<<<<
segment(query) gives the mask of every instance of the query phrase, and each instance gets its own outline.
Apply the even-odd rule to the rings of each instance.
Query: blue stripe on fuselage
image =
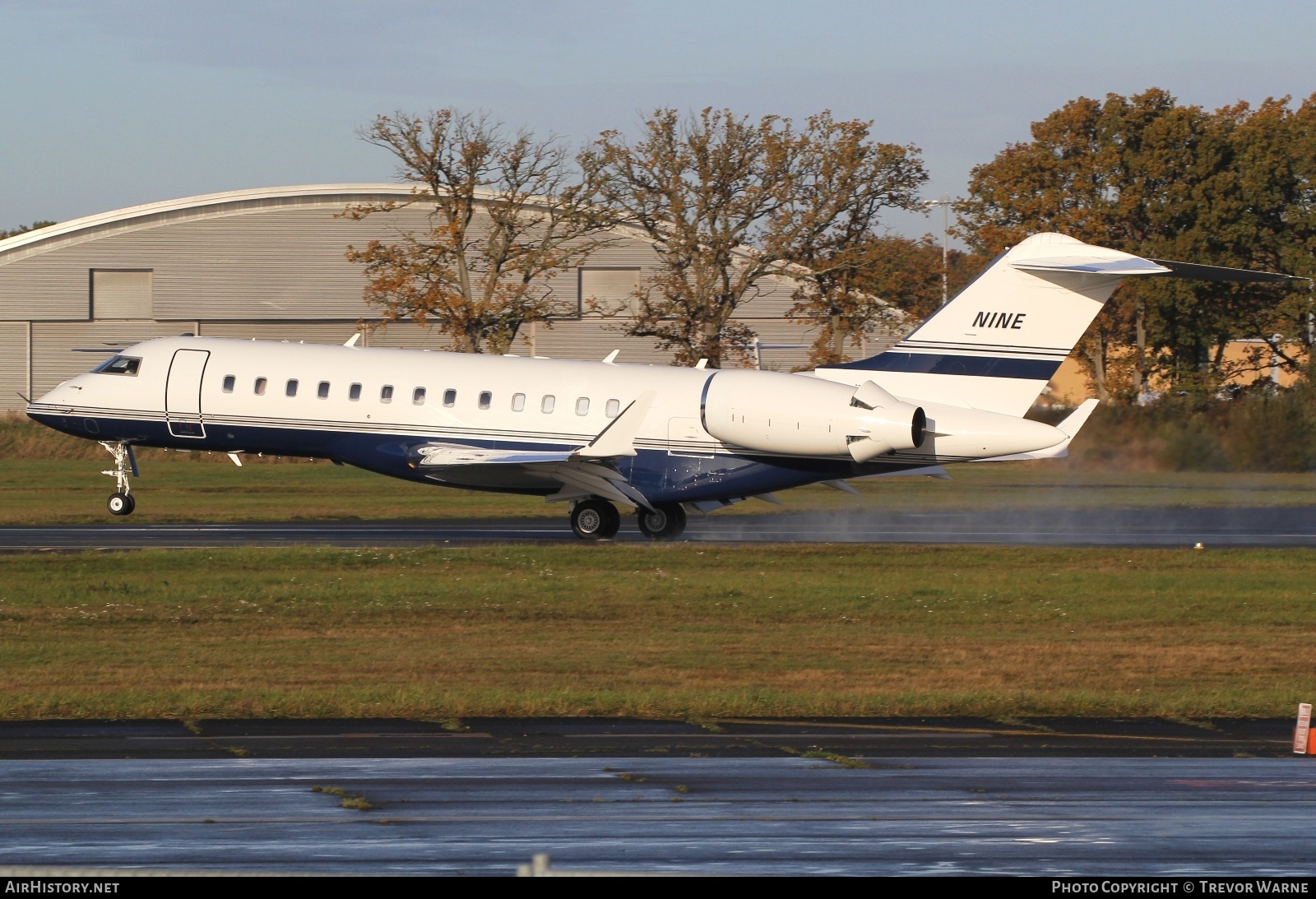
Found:
[[[865,371],[909,371],[924,375],[976,375],[979,378],[1024,378],[1050,380],[1061,367],[1058,359],[1011,359],[998,355],[951,355],[949,353],[887,351],[858,362],[829,365],[828,369]]]

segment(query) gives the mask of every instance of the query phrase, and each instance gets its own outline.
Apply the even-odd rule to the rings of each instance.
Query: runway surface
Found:
[[[0,865],[1309,875],[1308,759],[0,762]],[[315,787],[321,787],[318,791]],[[358,808],[343,807],[350,802]]]
[[[1049,546],[1316,546],[1316,508],[980,511],[691,516],[695,542],[1007,544]],[[620,541],[644,541],[625,519]],[[422,546],[575,541],[562,519],[275,521],[0,528],[3,550],[241,545]]]
[[[0,721],[0,759],[633,756],[1286,758],[1290,719],[609,717]]]

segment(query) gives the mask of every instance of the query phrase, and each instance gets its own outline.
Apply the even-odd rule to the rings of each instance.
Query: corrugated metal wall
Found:
[[[24,405],[28,395],[28,322],[0,321],[0,409]]]
[[[371,316],[362,300],[365,279],[347,262],[349,244],[392,240],[399,229],[429,225],[424,208],[408,208],[354,222],[336,218],[347,203],[370,195],[279,196],[172,209],[97,224],[0,254],[0,409],[22,407],[28,392],[28,322],[32,326],[32,391],[41,395],[87,371],[103,355],[75,347],[124,346],[186,332],[213,337],[341,344]],[[653,271],[653,247],[638,234],[595,253],[590,269]],[[92,321],[93,270],[149,270],[154,319]],[[590,280],[588,278],[586,279]],[[607,279],[605,279],[607,280]],[[615,279],[613,279],[615,280]],[[545,286],[563,307],[576,309],[582,278],[570,270]],[[765,279],[736,315],[765,344],[808,346],[816,332],[786,320],[795,282]],[[117,309],[117,307],[116,307]],[[615,349],[628,362],[667,363],[649,338],[624,337],[624,322],[597,315],[569,316],[534,328],[534,351],[558,358],[603,358]],[[530,354],[530,329],[513,353]],[[433,328],[395,322],[367,334],[372,346],[450,349]],[[894,336],[873,336],[869,351]],[[766,349],[763,367],[801,366],[807,349]]]

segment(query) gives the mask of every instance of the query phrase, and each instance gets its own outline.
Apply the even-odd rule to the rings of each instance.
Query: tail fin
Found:
[[[1128,275],[1171,270],[1063,234],[1034,234],[892,349],[820,369],[896,396],[1021,416]]]

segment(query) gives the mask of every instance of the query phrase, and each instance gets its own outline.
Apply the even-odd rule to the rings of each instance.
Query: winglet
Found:
[[[657,396],[657,391],[646,390],[642,392],[630,405],[621,411],[621,415],[608,423],[608,426],[600,430],[597,437],[591,440],[587,446],[582,446],[576,455],[584,458],[634,455],[636,436],[640,433],[640,426],[645,423],[649,407],[654,404]]]
[[[1096,409],[1096,404],[1100,400],[1083,400],[1079,403],[1078,408],[1065,416],[1065,420],[1055,425],[1057,430],[1065,433],[1066,437],[1074,440],[1078,437],[1078,432],[1087,424],[1088,416]]]

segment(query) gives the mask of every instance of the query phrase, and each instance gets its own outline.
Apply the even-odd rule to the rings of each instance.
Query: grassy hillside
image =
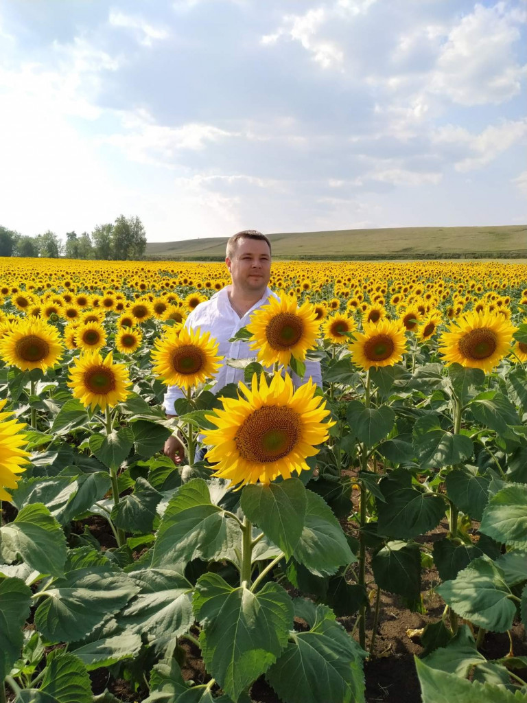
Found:
[[[527,226],[401,227],[268,235],[276,259],[527,256]],[[226,237],[150,243],[145,258],[223,259]]]

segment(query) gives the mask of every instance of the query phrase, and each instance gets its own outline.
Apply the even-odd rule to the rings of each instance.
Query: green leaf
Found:
[[[500,555],[496,565],[503,569],[505,583],[517,586],[527,581],[527,551],[512,551]]]
[[[424,415],[415,423],[413,444],[422,470],[459,464],[474,453],[474,444],[464,434],[443,430],[434,414]]]
[[[89,420],[88,411],[77,398],[67,400],[53,420],[50,432],[52,434],[67,434],[74,427],[85,425]]]
[[[475,559],[483,556],[479,547],[448,538],[434,543],[434,562],[441,581],[452,581]]]
[[[123,659],[135,658],[139,654],[141,645],[140,635],[123,632],[112,637],[101,637],[71,651],[84,663],[88,671],[93,671]]]
[[[121,498],[119,504],[112,508],[112,520],[117,527],[129,532],[149,532],[162,498],[161,494],[140,476],[134,493]]]
[[[160,451],[172,434],[162,425],[140,420],[132,425],[136,451],[147,458]]]
[[[75,642],[120,610],[137,591],[127,576],[110,566],[77,569],[46,591],[35,625],[51,642]]]
[[[498,542],[527,548],[527,486],[510,484],[488,501],[481,519],[481,532]]]
[[[436,591],[455,612],[493,632],[512,627],[516,606],[503,571],[488,557],[480,557]]]
[[[468,467],[453,469],[446,477],[446,494],[455,506],[475,520],[481,520],[488,502],[490,479]]]
[[[153,547],[152,566],[173,568],[193,559],[219,558],[240,538],[240,527],[211,502],[205,482],[193,479],[169,503]]]
[[[253,593],[207,573],[196,583],[193,606],[203,628],[200,643],[207,669],[236,700],[285,647],[292,602],[278,583],[266,583]]]
[[[388,542],[372,558],[375,583],[379,588],[408,598],[421,592],[421,554],[415,543]]]
[[[476,641],[467,625],[461,625],[446,647],[440,647],[422,661],[427,666],[466,678],[474,666],[487,660],[476,648]]]
[[[434,529],[445,515],[443,498],[412,488],[407,472],[383,479],[380,488],[386,502],[377,503],[379,534],[411,539]]]
[[[427,666],[415,657],[422,703],[522,703],[525,695],[516,694],[505,686],[471,683],[453,673],[445,673]]]
[[[129,576],[141,591],[117,617],[126,633],[143,635],[159,649],[188,631],[194,621],[193,587],[181,574],[168,569],[145,569]]]
[[[324,499],[312,491],[306,496],[306,522],[294,556],[316,576],[331,576],[339,567],[357,559]]]
[[[472,399],[469,407],[479,423],[499,434],[505,434],[509,425],[521,424],[514,405],[499,391],[480,393]]]
[[[130,453],[134,437],[130,427],[121,427],[117,432],[113,430],[109,434],[92,434],[90,449],[105,466],[117,469]]]
[[[359,400],[348,404],[346,411],[349,426],[359,441],[373,446],[385,437],[395,423],[395,413],[388,406],[365,408]]]
[[[310,626],[267,672],[266,678],[287,703],[360,703],[364,701],[365,652],[325,605],[294,601],[294,614]]]
[[[59,650],[48,655],[40,688],[59,703],[92,703],[91,682],[78,657]]]
[[[7,561],[18,555],[41,574],[64,574],[66,539],[62,528],[41,503],[22,508],[15,518],[0,529],[0,552]]]
[[[485,382],[485,371],[481,368],[465,368],[461,364],[452,363],[448,370],[454,392],[463,405],[469,397],[470,389]]]
[[[24,643],[22,628],[30,605],[31,591],[22,581],[0,580],[0,681],[4,681],[20,655]]]
[[[268,486],[246,486],[242,491],[242,510],[289,558],[304,529],[307,498],[299,479],[287,479]]]

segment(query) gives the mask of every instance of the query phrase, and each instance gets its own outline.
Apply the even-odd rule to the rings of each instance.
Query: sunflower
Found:
[[[467,312],[443,333],[439,351],[448,365],[491,371],[509,352],[515,330],[498,314]]]
[[[0,356],[22,371],[45,371],[56,363],[63,349],[56,328],[37,317],[22,320],[0,341]]]
[[[322,325],[322,331],[324,337],[334,344],[346,344],[351,341],[346,333],[353,332],[356,328],[355,320],[337,312],[327,318]]]
[[[103,411],[107,406],[113,408],[126,400],[131,385],[128,369],[124,363],[113,363],[112,352],[104,360],[98,352],[89,352],[76,359],[70,378],[67,385],[75,398],[86,408],[94,410],[98,406]]]
[[[292,356],[304,361],[307,350],[316,346],[320,324],[311,303],[299,307],[296,296],[280,293],[251,316],[250,349],[258,350],[258,361],[267,366],[277,362],[286,366]]]
[[[142,341],[141,331],[136,328],[122,327],[115,335],[115,346],[121,354],[134,354]]]
[[[357,332],[351,344],[353,363],[363,368],[393,366],[406,350],[404,325],[399,321],[380,320],[364,323],[364,333]]]
[[[323,423],[330,411],[312,380],[295,391],[287,374],[275,373],[268,386],[264,374],[259,384],[254,374],[250,389],[241,382],[239,388],[245,398],[224,398],[223,408],[206,416],[217,428],[204,433],[214,475],[234,485],[268,484],[308,470],[306,458],[318,453],[334,425]]]
[[[417,326],[417,337],[421,342],[426,342],[437,332],[437,328],[443,322],[443,317],[438,310],[432,310],[424,317]]]
[[[171,328],[163,339],[155,340],[152,352],[152,372],[167,385],[190,389],[212,378],[223,358],[218,356],[218,342],[200,328]]]
[[[75,340],[83,352],[96,351],[106,344],[106,333],[100,323],[89,322],[79,325]]]
[[[0,401],[0,411],[7,402]],[[11,501],[11,496],[4,490],[6,488],[16,488],[20,476],[25,471],[22,465],[28,460],[28,452],[21,449],[27,444],[25,434],[20,432],[24,427],[16,420],[8,419],[11,413],[0,412],[0,502]]]

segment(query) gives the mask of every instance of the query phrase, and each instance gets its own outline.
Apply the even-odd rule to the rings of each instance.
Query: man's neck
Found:
[[[231,307],[240,317],[243,317],[261,298],[266,288],[266,286],[264,290],[259,292],[247,292],[244,290],[239,290],[231,285],[228,291]]]

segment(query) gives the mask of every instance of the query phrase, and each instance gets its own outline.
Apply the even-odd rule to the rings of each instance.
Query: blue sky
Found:
[[[0,0],[0,224],[527,221],[527,2]]]

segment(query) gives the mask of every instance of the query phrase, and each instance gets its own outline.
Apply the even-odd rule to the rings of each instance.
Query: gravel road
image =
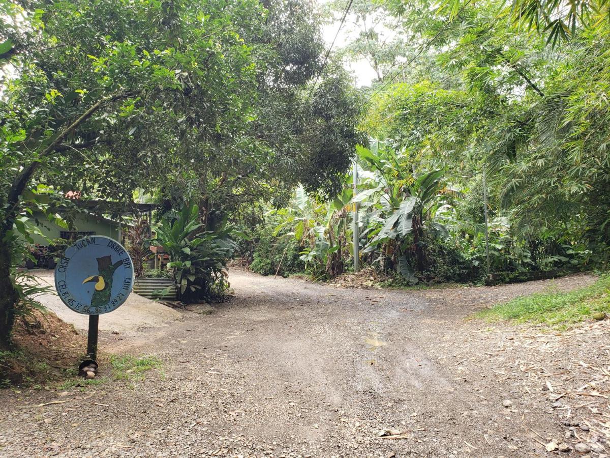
>>>>
Rewrite the stretch of the listing above from its start through the line containing "[[[0,721],[0,759],[633,756],[1286,758],[1290,719],[609,717]]]" as a two-column CSV with the headers input and output. Make one row for each thing asked, with its text and its answer each in a single quoted field, turn line breaks into spaces, and leave out the pictures.

input,output
"segment(query) gives the mask of every instance of the query phrase, and each instance gets its own outline. Apply the even-odd rule to the rings of each instance. Query: blue stripe on fuselage image = Found:","[[[865,371],[909,371],[924,375],[976,375],[979,378],[1024,378],[1050,380],[1061,367],[1058,359],[1011,359],[998,355],[951,355],[949,353],[887,351],[858,362],[829,365],[828,369]]]"
"segment(query) gives the mask of every instance of the query phrase, and each instance gets its own outline. Apply the even-odd rule to the rings of each instance. Query: runway surface Found:","[[[0,865],[1309,875],[1308,759],[0,762]],[[315,787],[321,787],[318,791]],[[358,808],[343,807],[350,802]]] [[[1049,546],[1316,546],[1316,508],[980,511],[691,516],[695,542],[1007,544]],[[620,541],[644,541],[625,519]],[[422,546],[575,541],[562,519],[275,521],[0,528],[3,550],[241,545]]] [[[0,721],[0,759],[633,756],[1286,758],[1290,719],[609,717]]]"